The line containing "Can you see the aisle" and every line after it, through the last, are to be extracted exactly; no other lines belong in the answer.

:::::

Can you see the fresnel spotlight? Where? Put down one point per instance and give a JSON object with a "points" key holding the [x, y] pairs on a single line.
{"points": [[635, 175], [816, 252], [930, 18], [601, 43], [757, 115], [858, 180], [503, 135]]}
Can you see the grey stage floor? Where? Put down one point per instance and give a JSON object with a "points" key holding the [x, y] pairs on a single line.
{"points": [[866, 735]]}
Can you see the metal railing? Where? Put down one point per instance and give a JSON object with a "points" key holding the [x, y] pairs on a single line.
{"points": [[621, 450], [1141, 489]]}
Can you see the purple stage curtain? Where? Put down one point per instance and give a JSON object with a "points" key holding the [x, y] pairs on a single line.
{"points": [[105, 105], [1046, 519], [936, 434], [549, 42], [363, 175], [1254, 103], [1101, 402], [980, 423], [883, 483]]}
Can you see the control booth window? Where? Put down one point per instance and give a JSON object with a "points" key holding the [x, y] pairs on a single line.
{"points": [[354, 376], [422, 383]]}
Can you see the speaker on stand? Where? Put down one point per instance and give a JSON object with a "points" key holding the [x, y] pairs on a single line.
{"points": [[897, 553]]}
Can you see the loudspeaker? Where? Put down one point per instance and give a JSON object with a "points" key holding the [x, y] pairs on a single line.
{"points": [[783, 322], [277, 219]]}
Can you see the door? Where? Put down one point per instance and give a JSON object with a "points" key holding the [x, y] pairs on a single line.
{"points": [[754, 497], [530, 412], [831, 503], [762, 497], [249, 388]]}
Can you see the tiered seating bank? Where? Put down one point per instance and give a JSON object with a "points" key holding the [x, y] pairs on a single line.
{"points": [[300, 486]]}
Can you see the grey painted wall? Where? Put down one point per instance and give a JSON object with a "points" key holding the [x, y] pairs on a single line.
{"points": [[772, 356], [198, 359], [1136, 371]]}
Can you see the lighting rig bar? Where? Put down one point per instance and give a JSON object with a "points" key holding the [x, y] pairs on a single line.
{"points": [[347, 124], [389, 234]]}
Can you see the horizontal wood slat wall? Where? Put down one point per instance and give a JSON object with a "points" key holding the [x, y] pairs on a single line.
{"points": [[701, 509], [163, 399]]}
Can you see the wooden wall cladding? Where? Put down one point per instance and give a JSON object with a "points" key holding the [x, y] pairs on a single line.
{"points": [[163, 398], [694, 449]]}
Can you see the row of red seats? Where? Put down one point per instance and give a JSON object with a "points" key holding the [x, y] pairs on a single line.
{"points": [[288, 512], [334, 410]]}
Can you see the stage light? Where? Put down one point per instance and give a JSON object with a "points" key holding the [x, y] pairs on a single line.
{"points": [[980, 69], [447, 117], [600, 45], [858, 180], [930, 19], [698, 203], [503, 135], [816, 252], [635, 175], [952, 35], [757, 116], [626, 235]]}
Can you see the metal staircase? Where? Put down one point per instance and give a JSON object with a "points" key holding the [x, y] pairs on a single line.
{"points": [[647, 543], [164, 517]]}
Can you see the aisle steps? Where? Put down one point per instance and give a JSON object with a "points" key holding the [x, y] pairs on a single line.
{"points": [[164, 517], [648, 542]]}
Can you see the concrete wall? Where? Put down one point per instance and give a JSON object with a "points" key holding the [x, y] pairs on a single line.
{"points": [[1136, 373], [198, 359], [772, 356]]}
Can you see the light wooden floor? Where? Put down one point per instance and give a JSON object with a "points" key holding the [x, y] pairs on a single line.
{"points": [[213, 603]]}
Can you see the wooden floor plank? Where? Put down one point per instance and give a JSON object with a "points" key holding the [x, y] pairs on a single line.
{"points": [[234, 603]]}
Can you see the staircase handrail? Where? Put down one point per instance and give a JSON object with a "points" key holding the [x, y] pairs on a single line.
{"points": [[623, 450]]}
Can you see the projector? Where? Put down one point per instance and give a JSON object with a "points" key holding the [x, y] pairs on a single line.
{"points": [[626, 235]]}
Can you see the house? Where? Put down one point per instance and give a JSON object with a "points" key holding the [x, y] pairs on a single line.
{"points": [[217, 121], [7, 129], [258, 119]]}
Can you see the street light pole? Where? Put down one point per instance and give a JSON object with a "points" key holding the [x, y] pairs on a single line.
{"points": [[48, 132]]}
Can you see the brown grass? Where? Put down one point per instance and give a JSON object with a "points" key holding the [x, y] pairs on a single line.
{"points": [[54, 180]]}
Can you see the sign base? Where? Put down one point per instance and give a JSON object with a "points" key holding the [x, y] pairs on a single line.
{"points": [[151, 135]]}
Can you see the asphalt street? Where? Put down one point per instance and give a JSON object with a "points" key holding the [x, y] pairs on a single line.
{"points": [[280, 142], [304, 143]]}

:::::

Answer to the task:
Can you see the aisle steps? Where? Put down one point per instance and give a JSON object with a "points" key holding the [x, y] pairs on a single line.
{"points": [[164, 517], [648, 542]]}
Can you see the concrete wall? Where? Put down one point per instance and give a JSON object with a "points" key holding the [x, y] pairs on a single line.
{"points": [[1136, 373], [198, 359], [772, 356]]}
Can you see the light wooden floor? Where? Put down one point per instance and give a JSON object with a "points" key holding the [x, y] pairs on a single line.
{"points": [[213, 603]]}
Can you see the wooden floor plank? Where? Put down one point per instance and give a JSON object with a "points" key holding the [x, y] pairs on a single line.
{"points": [[234, 603]]}
Can you see the staircase handrail? Where? Put down one point per instance and give a JSON object with a "points" key holding the [x, y] pairs on a single line.
{"points": [[623, 450]]}
Can you see the projector? Where? Put down one point per instance and give a JSON object with a "points" key holding the [x, y] pairs on a single line.
{"points": [[626, 235]]}
Can you see the house? Where? Put down one point per instance and give a JSON object with a "points" key holding the [x, y] pairs on a single line.
{"points": [[217, 121], [7, 129], [258, 119]]}
Can you see the street light pole? Where? Put down one point per instance and give a JSON object with a "points" key holding the [x, y] pairs on a single line.
{"points": [[48, 132]]}
Can you see the brown grass? Where? Put down one point per instance and give a JSON object with a "points" key holding the [x, y] pairs on a single line.
{"points": [[54, 180]]}
Can you see the sign base? Where? Put down one point per instance and give a JSON object with a "points" key holding the [x, y] pairs on a single line.
{"points": [[151, 135]]}
Can you see the asphalt street? Where? Put down one point per instance and give a JSON object with a "points" key holding the [x, y] pairs on a single line.
{"points": [[280, 142], [304, 143]]}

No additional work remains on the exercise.